• **QUÉ SE PIDE**
Pasa al inglés esta oración del artículo sobre el odio: «Desde la más tierna infancia el odio forma parte de nuestras vidas.»

• **ARTÍCULO**

* * * * * * * * *

Lo define la RAE  como “Sentimiento profundo e intenso de repulsa hacia alguien que provoca el deseo de producirle un daño o de que le ocurra alguna desgracia” y como “Aversión o repugnancia violenta hacia una cosa que provoca su rechazo”.

Asistimos a diario a la contemplación de tantas y diversas manifestaciones de odio que nos lleva  a preguntarnos ¿qué está pasando?, ¿por qué todo esto?, ¿es que el mundo se ha vuelto loco?. El odio es inherente a la condición humana porque sirve de estímulo en la lucha por la supervivencia y eso, que debería parecernos tan primitivo, lo tenemos puesto al día en pleno Siglo XXI y produce sonrojo pensar qué hemos hecho para llegar a estos extremos, porque todos hemos contribuido a crear la sociedad que tenemos.

Desde la más tierna infancia el odio forma parte de nuestras vidas. El niño ya en la guardería siente aversión y la manifiesta violentamente contra otro u otros niños; porque está gordo, porque lleva gafas, porque tiene un juguete que le gusta, etc. Luego en los niveles siguientes, la escuela o el instituto, el niño carga con toda crueldad contra quienes demuestran alguna debilidad,  sufren algún defecto físico o quedan rezagados  en el desarrollo de las actividades.

Estas manifestaciones de  odio que se generan en la infancia nos van a acompañar de una u otra manera a lo largo de nuestras vidas y solo la madurez, precedida por una buena educación y  sólida formación, puede contrarrestarlas con virtudes tales como la comprensión, el diálogo, la caridad y la solidaridad.

A lo largo de nuestras vidas asistimos a diario a bochornosos espectáculos de odio y violencia en el deporte, en la política, en la religión y en la sociedad en general.  Los recintos deportivos se han convertido en campos de batalla de forofos violentos de los equipos en lid y de otros que aprovechan la circunstancia para provocar la violencia por la violencia, sin más ideal o justificación. El suceso vergonzante ocurrido en Mallorca donde un grupo de padres la ha emprendido a palos contra otro grupo por un incidente mínimo entre dos niños de equipos contrarios, es un claro ejemplo de que el odio ha invadido nuestras vidas y lo llevamos a flor de piel.

* * * * * * * * *

• **DATOS PROPORCIONADOS**
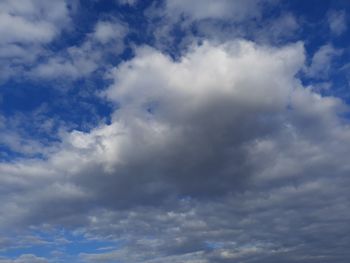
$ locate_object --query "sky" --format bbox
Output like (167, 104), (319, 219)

* * * * * * * * *

• **SOLUCIÓN**
From earliest childhood, hatred is part of our lives.